--- SUPPLIED INFORMATION Enclosed Below ---

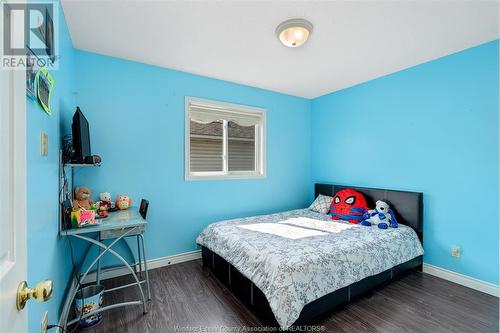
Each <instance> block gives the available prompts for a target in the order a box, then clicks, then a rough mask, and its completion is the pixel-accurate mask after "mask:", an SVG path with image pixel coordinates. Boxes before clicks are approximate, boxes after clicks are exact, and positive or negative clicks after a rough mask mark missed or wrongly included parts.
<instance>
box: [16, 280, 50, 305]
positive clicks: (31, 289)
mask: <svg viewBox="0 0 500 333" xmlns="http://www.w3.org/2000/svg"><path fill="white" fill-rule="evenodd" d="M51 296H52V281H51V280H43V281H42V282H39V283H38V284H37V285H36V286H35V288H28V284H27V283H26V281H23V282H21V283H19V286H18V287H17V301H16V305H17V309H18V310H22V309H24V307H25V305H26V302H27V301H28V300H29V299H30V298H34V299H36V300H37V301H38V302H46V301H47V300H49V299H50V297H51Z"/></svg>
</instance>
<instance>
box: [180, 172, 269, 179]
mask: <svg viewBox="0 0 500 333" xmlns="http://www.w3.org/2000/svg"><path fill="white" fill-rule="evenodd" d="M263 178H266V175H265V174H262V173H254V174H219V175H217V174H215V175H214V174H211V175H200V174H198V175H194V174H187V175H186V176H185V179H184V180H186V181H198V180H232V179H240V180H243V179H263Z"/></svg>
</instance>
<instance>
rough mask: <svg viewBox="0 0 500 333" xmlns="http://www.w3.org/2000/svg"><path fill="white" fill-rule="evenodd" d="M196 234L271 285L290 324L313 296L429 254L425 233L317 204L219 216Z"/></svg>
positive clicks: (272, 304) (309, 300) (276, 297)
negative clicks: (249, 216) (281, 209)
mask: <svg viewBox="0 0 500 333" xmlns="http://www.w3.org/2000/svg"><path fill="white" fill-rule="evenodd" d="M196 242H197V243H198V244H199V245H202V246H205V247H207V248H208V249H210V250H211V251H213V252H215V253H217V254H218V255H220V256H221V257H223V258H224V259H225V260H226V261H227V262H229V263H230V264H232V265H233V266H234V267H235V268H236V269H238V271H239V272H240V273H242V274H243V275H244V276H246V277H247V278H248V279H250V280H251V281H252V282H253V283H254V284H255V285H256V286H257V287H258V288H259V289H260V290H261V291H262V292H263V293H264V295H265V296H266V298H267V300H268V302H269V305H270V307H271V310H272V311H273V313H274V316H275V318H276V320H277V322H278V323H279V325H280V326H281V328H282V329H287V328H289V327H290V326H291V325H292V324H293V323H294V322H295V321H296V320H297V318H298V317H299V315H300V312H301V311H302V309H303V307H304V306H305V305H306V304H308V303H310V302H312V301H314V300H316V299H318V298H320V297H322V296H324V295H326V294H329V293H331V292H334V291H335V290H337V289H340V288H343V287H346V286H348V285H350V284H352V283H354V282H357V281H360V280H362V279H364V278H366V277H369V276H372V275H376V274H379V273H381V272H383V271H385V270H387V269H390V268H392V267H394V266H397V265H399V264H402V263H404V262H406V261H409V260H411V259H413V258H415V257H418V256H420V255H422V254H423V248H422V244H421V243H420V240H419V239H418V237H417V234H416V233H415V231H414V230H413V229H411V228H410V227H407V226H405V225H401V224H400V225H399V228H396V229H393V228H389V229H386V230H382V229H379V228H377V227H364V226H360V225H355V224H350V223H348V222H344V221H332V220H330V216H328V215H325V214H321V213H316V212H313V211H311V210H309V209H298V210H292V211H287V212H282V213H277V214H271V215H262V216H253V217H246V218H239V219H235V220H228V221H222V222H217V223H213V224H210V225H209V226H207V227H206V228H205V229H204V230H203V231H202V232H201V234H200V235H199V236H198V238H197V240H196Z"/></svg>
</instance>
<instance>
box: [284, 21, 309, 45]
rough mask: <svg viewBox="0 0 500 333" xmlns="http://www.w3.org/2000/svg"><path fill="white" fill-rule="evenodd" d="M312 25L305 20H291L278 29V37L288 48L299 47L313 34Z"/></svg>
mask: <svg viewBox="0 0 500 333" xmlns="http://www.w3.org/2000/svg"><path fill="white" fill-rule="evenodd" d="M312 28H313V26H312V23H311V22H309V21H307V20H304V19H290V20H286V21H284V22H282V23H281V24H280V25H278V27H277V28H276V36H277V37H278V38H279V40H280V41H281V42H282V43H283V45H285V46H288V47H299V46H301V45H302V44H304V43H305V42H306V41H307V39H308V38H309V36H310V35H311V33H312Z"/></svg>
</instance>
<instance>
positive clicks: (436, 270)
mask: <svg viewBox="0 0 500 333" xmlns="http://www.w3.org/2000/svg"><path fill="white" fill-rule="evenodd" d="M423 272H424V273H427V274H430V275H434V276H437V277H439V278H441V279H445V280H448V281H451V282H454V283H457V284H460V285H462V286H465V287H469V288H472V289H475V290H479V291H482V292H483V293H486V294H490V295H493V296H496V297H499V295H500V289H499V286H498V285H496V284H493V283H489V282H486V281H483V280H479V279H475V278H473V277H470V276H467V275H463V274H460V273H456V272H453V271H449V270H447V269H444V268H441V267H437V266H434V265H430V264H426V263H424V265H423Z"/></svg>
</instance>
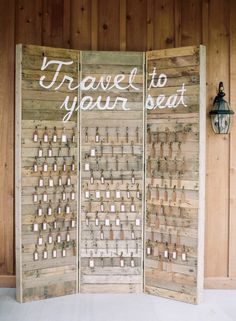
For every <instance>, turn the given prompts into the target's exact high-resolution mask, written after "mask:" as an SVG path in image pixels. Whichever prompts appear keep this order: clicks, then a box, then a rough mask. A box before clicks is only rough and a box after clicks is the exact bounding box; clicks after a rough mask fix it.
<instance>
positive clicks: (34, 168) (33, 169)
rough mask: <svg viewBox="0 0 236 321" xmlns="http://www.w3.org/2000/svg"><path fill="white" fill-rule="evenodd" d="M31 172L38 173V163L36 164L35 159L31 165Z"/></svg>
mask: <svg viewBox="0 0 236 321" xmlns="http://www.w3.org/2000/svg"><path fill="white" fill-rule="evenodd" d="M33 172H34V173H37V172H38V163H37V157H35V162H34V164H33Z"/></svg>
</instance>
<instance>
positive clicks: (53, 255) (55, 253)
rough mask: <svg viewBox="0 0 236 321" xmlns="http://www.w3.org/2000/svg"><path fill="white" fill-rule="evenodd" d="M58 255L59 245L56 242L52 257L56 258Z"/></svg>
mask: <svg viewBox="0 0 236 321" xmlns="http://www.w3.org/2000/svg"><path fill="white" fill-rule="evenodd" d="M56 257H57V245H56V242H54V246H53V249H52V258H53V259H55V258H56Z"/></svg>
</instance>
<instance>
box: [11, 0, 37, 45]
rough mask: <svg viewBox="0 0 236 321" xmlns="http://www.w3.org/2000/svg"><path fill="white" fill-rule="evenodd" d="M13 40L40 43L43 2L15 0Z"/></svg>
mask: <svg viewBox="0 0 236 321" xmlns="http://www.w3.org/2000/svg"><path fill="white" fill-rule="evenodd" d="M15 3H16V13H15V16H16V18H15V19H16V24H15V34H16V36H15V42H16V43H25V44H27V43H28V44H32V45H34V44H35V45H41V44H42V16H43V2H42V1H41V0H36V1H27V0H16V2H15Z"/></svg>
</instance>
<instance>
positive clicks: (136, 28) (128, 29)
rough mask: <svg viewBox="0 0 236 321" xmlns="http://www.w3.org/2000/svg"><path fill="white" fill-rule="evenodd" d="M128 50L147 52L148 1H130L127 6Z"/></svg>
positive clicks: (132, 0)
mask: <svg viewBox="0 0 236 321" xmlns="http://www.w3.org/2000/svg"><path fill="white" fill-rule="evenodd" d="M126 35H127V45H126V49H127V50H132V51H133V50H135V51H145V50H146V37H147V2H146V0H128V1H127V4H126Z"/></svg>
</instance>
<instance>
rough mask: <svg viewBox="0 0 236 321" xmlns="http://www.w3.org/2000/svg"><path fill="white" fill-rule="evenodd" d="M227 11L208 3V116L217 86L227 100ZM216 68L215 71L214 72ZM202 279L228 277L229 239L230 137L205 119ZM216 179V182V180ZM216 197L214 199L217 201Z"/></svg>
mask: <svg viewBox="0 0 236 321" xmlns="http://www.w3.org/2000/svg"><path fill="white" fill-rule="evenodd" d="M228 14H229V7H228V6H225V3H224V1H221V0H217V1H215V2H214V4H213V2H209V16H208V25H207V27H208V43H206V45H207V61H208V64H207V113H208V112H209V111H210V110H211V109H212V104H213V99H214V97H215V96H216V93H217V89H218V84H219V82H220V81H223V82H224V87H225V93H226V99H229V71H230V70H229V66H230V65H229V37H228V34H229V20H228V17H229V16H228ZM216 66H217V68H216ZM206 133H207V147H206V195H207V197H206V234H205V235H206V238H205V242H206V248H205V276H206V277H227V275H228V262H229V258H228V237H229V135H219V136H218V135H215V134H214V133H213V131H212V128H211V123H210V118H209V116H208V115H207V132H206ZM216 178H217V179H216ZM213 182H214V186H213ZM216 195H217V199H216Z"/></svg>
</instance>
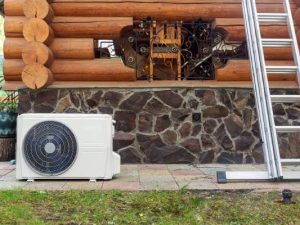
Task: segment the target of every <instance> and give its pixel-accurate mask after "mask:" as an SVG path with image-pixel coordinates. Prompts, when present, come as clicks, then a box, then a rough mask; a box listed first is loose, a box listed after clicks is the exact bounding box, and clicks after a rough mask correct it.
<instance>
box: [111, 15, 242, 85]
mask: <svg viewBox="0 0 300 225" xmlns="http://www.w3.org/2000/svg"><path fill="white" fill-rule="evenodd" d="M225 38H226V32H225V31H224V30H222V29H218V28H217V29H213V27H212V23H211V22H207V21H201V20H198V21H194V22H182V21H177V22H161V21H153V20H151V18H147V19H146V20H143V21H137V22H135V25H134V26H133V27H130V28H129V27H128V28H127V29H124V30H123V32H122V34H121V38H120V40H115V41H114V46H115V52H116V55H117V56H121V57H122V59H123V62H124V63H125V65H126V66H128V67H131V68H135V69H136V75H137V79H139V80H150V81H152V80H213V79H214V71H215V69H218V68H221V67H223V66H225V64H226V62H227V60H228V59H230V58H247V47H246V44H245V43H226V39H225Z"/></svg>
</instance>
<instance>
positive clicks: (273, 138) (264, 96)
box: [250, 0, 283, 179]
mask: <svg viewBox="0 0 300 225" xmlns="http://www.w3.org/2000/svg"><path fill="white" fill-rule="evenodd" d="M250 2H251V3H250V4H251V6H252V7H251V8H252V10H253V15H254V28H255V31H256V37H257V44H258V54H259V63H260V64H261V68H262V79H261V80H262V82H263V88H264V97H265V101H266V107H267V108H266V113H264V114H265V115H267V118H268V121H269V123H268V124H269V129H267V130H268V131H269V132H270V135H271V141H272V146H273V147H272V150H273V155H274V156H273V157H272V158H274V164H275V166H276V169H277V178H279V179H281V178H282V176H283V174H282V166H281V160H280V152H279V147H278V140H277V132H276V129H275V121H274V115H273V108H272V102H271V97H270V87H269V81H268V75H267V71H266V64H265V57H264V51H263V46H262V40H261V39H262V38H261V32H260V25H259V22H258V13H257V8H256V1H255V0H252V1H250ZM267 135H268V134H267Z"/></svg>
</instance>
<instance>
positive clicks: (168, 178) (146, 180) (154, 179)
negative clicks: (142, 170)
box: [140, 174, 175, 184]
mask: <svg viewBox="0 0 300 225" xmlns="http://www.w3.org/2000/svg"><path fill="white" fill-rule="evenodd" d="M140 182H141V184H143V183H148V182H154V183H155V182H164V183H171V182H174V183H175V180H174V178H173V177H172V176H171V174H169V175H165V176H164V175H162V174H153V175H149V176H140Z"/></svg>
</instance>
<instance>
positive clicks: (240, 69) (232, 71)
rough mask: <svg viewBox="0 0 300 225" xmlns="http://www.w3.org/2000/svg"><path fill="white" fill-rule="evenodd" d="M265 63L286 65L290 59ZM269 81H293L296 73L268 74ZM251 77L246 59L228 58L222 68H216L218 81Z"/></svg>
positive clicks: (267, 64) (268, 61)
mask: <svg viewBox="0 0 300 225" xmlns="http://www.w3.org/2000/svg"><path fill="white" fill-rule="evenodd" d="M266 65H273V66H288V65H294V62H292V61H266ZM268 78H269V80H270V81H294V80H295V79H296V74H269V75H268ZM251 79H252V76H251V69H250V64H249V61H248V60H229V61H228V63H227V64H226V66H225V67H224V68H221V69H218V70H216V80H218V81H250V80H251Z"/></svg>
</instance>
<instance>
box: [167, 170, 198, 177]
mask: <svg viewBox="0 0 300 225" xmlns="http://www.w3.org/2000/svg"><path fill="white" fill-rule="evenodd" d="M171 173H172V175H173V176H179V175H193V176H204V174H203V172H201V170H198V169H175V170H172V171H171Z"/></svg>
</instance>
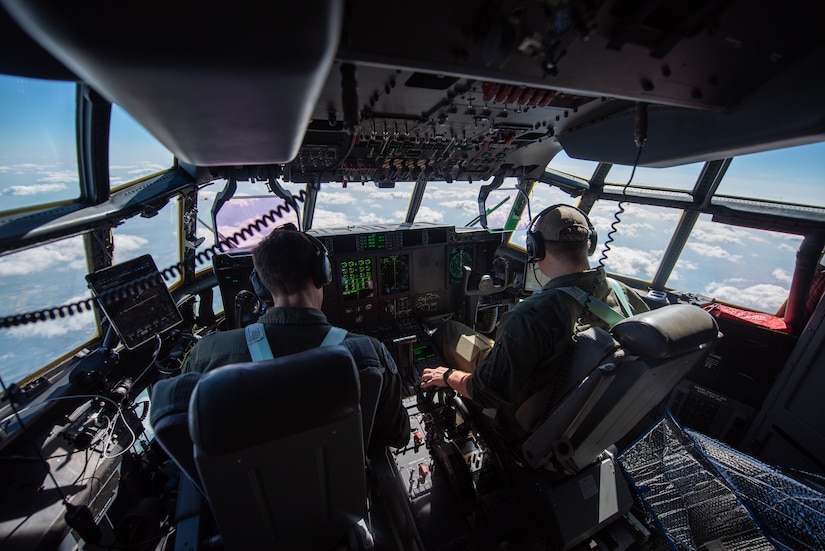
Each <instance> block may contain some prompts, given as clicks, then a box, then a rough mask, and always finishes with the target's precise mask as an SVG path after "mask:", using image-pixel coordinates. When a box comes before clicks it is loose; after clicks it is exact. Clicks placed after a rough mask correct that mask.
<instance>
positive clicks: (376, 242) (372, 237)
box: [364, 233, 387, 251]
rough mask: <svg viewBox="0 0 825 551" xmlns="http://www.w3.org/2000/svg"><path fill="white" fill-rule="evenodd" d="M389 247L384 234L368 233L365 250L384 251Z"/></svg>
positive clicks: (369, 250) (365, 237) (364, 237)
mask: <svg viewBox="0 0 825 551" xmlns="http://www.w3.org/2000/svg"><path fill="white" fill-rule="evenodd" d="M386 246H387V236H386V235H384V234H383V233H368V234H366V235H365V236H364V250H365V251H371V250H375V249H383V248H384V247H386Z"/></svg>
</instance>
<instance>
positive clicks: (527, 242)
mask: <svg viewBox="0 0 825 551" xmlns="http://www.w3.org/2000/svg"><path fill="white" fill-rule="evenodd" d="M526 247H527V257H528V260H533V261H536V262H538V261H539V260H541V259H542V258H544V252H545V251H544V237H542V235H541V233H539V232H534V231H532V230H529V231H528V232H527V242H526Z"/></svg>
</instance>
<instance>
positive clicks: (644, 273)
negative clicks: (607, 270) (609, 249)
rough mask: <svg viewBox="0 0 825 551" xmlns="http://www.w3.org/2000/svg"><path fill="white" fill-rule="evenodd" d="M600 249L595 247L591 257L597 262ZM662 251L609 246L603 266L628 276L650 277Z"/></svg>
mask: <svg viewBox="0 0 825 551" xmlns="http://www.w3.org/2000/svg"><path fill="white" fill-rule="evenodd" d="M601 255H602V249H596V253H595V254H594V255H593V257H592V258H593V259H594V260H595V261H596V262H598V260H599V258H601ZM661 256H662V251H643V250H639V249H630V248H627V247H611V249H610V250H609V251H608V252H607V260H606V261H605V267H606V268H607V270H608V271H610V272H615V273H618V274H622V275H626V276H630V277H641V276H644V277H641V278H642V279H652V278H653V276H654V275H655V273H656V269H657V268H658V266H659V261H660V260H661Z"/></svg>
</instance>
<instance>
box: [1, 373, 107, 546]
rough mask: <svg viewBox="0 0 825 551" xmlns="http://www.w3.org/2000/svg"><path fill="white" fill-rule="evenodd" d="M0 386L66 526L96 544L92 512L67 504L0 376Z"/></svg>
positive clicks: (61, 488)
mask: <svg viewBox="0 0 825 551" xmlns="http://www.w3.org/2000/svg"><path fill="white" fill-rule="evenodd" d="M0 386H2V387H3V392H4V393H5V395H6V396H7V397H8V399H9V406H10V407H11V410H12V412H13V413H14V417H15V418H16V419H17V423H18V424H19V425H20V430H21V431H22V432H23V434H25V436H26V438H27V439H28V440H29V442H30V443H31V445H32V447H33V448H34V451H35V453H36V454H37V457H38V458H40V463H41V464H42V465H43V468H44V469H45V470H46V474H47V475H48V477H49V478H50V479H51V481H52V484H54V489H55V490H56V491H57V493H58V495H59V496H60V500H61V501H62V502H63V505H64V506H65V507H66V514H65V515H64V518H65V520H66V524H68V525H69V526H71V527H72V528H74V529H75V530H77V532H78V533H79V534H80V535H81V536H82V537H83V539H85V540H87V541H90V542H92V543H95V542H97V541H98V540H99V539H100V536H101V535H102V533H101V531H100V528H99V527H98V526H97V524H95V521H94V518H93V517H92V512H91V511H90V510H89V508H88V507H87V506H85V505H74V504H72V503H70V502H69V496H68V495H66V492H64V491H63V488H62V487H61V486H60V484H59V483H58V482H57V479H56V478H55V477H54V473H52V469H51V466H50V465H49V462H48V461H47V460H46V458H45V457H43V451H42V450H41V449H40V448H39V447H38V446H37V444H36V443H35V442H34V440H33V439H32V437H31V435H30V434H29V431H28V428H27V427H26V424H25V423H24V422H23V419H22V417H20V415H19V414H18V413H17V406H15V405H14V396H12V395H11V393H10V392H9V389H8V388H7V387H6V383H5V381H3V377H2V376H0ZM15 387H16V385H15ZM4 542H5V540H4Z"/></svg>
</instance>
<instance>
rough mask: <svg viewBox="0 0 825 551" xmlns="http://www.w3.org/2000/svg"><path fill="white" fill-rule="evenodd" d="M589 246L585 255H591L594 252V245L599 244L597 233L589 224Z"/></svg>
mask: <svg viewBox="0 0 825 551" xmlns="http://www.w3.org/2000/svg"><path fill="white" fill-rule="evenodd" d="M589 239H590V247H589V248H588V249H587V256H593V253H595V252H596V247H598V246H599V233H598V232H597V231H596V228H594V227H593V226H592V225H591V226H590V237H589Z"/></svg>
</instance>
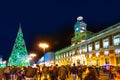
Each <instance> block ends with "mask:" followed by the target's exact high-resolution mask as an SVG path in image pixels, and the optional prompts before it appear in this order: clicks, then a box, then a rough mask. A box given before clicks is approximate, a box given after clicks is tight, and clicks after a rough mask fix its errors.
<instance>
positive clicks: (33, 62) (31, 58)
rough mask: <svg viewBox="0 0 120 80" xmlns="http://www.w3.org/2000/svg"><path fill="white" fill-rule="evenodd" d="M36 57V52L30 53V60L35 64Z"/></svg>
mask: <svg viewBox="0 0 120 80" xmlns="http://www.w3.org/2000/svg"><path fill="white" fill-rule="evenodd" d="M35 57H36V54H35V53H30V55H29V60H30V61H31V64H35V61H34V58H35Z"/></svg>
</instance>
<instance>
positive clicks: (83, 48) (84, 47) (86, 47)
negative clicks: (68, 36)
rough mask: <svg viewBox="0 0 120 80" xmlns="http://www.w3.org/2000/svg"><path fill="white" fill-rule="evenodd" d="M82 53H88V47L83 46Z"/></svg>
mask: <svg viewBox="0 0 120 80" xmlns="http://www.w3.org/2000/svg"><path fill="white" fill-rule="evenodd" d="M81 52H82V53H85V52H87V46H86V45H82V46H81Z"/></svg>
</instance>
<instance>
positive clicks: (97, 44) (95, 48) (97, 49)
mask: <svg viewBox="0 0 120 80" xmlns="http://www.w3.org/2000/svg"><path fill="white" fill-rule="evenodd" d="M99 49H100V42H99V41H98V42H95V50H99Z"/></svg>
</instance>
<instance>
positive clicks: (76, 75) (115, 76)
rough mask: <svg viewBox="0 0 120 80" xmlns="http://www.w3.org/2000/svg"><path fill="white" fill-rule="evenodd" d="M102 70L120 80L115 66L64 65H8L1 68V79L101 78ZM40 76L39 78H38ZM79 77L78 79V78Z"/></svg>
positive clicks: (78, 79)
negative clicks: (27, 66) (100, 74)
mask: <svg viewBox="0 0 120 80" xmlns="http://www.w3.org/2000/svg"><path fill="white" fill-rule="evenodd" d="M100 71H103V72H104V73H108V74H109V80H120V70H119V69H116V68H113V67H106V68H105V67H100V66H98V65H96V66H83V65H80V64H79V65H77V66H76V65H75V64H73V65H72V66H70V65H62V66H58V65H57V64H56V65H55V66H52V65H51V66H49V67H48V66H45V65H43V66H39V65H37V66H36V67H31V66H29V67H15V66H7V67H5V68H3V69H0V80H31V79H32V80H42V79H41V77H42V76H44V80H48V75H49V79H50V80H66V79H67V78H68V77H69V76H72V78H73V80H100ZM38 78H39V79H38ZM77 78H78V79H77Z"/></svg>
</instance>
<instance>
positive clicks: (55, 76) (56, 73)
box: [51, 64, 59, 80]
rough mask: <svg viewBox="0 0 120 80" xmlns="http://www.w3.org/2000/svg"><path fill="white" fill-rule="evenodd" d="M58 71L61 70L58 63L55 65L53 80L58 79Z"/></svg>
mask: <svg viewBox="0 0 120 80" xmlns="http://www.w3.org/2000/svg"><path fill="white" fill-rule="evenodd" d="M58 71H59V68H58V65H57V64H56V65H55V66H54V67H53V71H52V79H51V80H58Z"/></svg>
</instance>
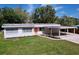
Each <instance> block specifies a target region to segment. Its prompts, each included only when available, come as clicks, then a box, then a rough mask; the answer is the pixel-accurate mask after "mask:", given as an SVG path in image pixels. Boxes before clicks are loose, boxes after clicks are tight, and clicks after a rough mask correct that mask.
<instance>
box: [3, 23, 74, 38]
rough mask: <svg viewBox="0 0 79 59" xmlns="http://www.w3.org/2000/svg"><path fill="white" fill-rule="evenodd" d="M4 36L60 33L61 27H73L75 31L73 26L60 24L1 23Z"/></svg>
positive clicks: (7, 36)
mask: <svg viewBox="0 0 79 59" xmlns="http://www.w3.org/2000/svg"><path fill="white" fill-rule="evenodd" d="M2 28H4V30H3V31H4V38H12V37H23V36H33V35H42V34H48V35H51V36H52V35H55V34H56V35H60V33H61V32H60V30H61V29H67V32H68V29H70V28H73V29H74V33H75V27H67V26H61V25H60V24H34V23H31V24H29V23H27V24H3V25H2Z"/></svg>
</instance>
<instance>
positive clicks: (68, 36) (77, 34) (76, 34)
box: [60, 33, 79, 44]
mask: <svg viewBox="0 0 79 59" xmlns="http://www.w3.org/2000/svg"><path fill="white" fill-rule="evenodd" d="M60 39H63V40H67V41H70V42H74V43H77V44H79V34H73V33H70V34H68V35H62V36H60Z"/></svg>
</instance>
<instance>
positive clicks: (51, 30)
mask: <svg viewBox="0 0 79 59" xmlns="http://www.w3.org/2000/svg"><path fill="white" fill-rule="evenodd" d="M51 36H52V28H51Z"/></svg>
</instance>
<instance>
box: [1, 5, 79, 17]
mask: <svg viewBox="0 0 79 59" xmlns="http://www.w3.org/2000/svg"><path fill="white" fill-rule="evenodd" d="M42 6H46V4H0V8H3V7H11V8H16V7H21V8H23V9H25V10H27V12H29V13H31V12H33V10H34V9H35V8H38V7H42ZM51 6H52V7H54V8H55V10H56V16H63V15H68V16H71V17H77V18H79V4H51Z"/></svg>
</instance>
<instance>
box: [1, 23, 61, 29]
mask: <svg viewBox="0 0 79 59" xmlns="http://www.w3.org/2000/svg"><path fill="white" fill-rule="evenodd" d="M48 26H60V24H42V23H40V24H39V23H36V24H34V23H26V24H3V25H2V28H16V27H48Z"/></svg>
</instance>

--- End of Enclosed SUPPLIED INFORMATION ---

*WORK TASK*.
Return all lines of the material above in which the word "target" occurs.

*RESULT OF THIS EXERCISE*.
Each <instance> block gives the available prompts for a target in the order a box, then clicks, then a rough mask, and its completion is the pixel-accurate mask after "mask:", an SVG path with image pixel coordinates. Boxes before clicks are approximate, boxes after clicks are exact, and positive or negative clicks after a rough mask mark missed or wrongly included parts.
For every <instance>, turn the given prompts into the target's exact high-resolution mask, written after "mask:" as an SVG path in image pixels. Whichever prompts appear keep this order: clicks, then a box, then a rough mask. A box before clicks is only rough and a box after clicks is the exact bounding box; clicks after a rough mask fix it.
Task: segment the target of every <instance> and give its pixel-accurate mask after "mask:" as an SVG path with image-pixel coordinates. Prompts, when present, come as clicks, then a box, then a rough mask; a box listed first is loose, a box listed after clicks is the exact bounding box, and clicks after a rough mask correct it.
Each <instance> block may contain some prompts, given as clicks, then a box, then a rough mask, and always finishes with the target's precise mask as an SVG path after "mask:", using image-pixel coordinates. When a box comes before clicks it is loose; after clicks it is exact. Clicks placed after a rough mask correct that mask.
Each <instance> block ends with "mask:" followed by the target's exact high-resolution mask as an SVG path in image pixels, and the optional prompts before it appear in this order: clicks, then a box, then a rough mask. A box given before clicks is approximate, a box given after clicks is tight, and clicks after a rough mask fix its errors.
Each <instance> block specifies a target region to segment. Its prompts, each included only when available, come as clicks, then a box, then a rough mask; the answer is the pixel-accurate mask after "mask:", given as an SVG path in image pixels. Boxes before clicks are loose, boxes after clicks are tight, and clicks after a rough mask correct that mask.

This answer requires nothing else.